- Stored data:
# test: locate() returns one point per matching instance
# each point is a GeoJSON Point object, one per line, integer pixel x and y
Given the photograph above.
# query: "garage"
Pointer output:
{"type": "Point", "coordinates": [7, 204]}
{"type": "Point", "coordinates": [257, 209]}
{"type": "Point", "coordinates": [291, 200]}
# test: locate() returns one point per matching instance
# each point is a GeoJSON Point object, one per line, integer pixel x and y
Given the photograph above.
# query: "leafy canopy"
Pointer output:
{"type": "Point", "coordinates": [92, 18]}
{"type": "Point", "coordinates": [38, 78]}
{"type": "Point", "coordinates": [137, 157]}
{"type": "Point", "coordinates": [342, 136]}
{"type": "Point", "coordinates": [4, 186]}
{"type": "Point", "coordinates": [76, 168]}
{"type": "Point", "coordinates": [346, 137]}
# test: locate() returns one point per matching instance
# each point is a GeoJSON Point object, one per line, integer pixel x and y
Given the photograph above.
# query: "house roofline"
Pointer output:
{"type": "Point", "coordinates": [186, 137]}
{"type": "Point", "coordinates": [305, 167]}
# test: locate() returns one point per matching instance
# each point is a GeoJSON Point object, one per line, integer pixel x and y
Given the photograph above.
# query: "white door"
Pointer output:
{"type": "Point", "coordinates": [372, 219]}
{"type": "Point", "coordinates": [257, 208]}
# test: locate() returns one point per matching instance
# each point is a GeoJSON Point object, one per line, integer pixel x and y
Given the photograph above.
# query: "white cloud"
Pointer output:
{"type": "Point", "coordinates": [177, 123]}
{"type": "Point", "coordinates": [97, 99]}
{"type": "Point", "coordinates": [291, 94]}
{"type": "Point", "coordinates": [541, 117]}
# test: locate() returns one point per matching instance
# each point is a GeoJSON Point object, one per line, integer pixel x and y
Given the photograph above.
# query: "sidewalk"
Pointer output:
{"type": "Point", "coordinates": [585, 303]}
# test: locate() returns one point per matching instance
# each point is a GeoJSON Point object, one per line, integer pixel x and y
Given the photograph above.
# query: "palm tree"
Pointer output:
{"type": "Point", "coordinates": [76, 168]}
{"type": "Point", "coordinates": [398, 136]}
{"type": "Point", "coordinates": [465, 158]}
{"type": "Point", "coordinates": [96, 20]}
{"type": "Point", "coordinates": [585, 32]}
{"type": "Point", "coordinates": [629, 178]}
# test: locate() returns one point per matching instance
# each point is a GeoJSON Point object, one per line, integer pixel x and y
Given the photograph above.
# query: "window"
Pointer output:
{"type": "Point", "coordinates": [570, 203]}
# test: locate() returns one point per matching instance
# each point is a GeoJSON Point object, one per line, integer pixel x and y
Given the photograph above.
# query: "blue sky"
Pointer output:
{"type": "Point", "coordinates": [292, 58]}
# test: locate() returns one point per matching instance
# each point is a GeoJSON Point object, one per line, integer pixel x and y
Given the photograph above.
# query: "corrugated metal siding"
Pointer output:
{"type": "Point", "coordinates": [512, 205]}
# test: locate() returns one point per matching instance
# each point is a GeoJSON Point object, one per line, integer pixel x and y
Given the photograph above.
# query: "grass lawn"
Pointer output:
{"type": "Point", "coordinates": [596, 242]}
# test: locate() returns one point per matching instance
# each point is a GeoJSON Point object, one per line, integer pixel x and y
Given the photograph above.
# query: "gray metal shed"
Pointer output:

- What is needed: Give every part of the material again, exactly as written.

- Solution:
# test: locate() returns one point per matching instance
# each point is a GeoJSON Point object, one per line, integer pixel x and y
Given the photograph above.
# query: "garage"
Pointer output:
{"type": "Point", "coordinates": [7, 204]}
{"type": "Point", "coordinates": [257, 209]}
{"type": "Point", "coordinates": [291, 200]}
# test: locate() returns one point per matching instance
# each point is a GeoJSON Point object, one per line, integer pixel x and y
Given the photograph above.
# query: "leafy canopy"
Pointer output:
{"type": "Point", "coordinates": [92, 18]}
{"type": "Point", "coordinates": [38, 78]}
{"type": "Point", "coordinates": [137, 157]}
{"type": "Point", "coordinates": [342, 136]}
{"type": "Point", "coordinates": [4, 186]}
{"type": "Point", "coordinates": [76, 168]}
{"type": "Point", "coordinates": [346, 137]}
# test: locate() returns one point per matching instance
# each point is a GeoJSON Point object, one per line, integer pixel x and y
Given the photograph above.
# query: "house roofline"
Pointer output:
{"type": "Point", "coordinates": [186, 137]}
{"type": "Point", "coordinates": [305, 167]}
# test: locate() returns one point per matching instance
# each point is a GeoJSON Point object, one per line, integer pixel x and y
Given the photograph above.
# query: "white door"
Pointer output:
{"type": "Point", "coordinates": [372, 219]}
{"type": "Point", "coordinates": [257, 208]}
# test: locate() returns one point per matching instance
# each point is a GeoJSON Point object, one per line, integer pixel x and y
Given the photograph above.
# query: "white cloud"
Pointer output:
{"type": "Point", "coordinates": [177, 123]}
{"type": "Point", "coordinates": [97, 99]}
{"type": "Point", "coordinates": [291, 94]}
{"type": "Point", "coordinates": [541, 117]}
# test: locate() returns one point per matching instance
# each point is a GeoJSON Point object, one per line, integer pixel x and y
Given the photograph above.
# query: "sidewalk"
Pointer output:
{"type": "Point", "coordinates": [585, 303]}
# test: locate() returns one point per matching instance
# each point is a GeoJSON Point object, one per line, integer pixel x and y
Given the photograph above.
# query: "palm tree"
Pointer output:
{"type": "Point", "coordinates": [76, 168]}
{"type": "Point", "coordinates": [398, 136]}
{"type": "Point", "coordinates": [465, 158]}
{"type": "Point", "coordinates": [96, 20]}
{"type": "Point", "coordinates": [585, 32]}
{"type": "Point", "coordinates": [629, 178]}
# test: locate() returns one point per matching instance
# each point is a GeoJSON Point object, one per line, integer pixel x and y
Given the photograph above.
# query: "window"
Pointer output:
{"type": "Point", "coordinates": [570, 203]}
# test: locate() returns one point per matching instance
# each point is a GeoJSON Point object, one per line, integer pixel x and y
Given the photograph above.
# query: "blue sky"
Pointer output:
{"type": "Point", "coordinates": [292, 58]}
# test: locate() returns one point per matching instance
# each point is a GeoJSON Point object, one per line, integer pixel x and y
Given the photograph above.
# query: "corrugated metal siding"
Pointer output:
{"type": "Point", "coordinates": [512, 205]}
# test: locate() returns one point per matching instance
# each point is a GeoJSON Point object, one per line, integer pixel x and y
Given the photograph above.
# query: "grass lawn"
Pointer output:
{"type": "Point", "coordinates": [596, 242]}
# test: locate() returns one point per matching instance
# each point is a GeoJSON Point object, one per line, integer pixel x and y
Given the photograph above.
# query: "gray metal shed"
Pointer output:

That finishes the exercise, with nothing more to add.